STUDY MATERIAL Start Marker
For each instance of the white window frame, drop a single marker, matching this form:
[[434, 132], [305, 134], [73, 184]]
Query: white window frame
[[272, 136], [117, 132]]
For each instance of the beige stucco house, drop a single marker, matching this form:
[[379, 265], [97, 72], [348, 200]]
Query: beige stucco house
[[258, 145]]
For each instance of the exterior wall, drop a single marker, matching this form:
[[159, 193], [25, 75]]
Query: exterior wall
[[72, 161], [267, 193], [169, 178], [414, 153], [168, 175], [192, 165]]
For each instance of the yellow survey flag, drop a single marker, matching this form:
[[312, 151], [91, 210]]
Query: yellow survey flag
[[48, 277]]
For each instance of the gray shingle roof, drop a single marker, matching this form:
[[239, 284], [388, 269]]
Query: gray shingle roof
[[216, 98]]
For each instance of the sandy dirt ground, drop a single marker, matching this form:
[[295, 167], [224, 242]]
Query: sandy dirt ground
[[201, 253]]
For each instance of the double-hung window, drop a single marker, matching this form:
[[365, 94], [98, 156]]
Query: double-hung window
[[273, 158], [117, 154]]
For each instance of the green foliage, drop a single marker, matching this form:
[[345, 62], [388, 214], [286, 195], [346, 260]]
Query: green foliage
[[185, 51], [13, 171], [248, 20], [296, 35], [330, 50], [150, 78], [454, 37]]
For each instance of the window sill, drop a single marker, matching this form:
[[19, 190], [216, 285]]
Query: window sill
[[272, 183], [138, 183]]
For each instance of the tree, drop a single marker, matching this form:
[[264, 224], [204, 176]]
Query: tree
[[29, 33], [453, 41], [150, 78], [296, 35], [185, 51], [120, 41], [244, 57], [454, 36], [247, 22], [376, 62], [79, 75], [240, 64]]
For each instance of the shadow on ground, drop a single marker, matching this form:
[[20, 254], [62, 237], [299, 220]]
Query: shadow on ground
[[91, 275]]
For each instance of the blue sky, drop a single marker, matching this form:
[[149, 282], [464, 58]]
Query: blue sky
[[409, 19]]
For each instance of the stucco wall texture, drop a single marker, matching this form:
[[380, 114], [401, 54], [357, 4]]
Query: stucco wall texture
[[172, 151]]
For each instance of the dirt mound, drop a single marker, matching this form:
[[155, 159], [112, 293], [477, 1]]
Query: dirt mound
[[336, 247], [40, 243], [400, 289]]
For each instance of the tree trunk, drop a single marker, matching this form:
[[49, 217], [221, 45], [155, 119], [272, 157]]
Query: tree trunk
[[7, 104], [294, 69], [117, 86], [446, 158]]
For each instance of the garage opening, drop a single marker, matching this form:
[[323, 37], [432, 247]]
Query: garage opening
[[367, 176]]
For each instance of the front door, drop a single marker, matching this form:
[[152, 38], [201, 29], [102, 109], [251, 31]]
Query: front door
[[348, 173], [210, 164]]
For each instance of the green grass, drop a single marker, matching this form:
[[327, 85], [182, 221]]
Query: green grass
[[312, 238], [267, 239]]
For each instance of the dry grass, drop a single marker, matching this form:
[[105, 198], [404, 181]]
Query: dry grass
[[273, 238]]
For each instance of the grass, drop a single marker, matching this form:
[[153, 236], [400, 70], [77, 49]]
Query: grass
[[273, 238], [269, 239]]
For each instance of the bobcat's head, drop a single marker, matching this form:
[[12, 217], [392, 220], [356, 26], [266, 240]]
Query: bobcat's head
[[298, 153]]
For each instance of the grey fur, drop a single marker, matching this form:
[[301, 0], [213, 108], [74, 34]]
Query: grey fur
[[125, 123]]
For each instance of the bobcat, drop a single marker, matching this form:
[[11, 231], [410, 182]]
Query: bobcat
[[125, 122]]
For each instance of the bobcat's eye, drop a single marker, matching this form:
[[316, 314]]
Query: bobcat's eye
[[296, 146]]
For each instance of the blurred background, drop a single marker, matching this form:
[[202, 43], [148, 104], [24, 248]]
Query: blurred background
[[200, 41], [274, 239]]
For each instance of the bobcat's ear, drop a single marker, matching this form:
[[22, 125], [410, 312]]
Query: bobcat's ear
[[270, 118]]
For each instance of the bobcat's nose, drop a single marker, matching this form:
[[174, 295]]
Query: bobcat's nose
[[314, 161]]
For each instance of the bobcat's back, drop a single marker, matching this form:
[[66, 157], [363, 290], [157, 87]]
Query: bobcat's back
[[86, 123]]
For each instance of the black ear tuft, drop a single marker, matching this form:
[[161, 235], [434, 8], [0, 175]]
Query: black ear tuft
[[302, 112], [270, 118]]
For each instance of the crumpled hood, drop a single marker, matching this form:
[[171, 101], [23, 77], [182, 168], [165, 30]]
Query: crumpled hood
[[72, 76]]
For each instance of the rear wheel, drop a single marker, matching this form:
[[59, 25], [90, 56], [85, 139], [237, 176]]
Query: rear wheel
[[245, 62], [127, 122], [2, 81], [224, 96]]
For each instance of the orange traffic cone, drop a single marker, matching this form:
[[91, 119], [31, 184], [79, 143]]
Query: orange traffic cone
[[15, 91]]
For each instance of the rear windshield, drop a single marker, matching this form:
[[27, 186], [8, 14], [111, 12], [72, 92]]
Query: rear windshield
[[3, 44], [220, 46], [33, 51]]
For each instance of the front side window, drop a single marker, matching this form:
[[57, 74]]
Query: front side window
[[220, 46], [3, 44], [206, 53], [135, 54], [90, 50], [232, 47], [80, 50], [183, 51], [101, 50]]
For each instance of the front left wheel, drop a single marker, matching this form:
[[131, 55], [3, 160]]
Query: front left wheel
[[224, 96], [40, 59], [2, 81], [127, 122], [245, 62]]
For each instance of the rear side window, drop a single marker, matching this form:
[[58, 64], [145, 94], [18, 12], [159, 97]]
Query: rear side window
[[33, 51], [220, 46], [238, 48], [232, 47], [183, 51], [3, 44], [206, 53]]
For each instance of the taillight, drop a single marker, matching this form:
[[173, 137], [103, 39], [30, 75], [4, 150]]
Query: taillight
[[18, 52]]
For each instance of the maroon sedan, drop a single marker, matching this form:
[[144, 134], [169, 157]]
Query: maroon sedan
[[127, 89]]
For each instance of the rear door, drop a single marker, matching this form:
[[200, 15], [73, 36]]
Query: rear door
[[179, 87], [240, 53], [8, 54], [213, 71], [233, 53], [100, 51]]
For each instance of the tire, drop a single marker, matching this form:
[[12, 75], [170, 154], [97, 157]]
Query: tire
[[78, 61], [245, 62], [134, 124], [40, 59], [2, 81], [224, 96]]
STUDY MATERIAL End Marker
EXERCISE DESCRIPTION –
Which lines above run from the one containing "For each instance of the front side" down to the one containing "For each instance of the rear side"? Repeat exactly those, both ends included, and nothing else.

FINISHED EXERCISE –
For each instance of the front side window, drop a single marker, matching this form:
[[57, 74]]
Query: front side window
[[220, 46], [3, 44], [206, 53], [135, 54], [90, 50], [232, 47], [80, 50], [183, 51], [101, 50]]
For each instance of the front left wheel, drop a single marker, matching this form:
[[131, 55], [3, 160]]
Query: front left wheel
[[224, 96], [40, 59], [2, 81], [127, 122], [245, 62]]
For each instance of the rear side window, drop a single marker, matching this form:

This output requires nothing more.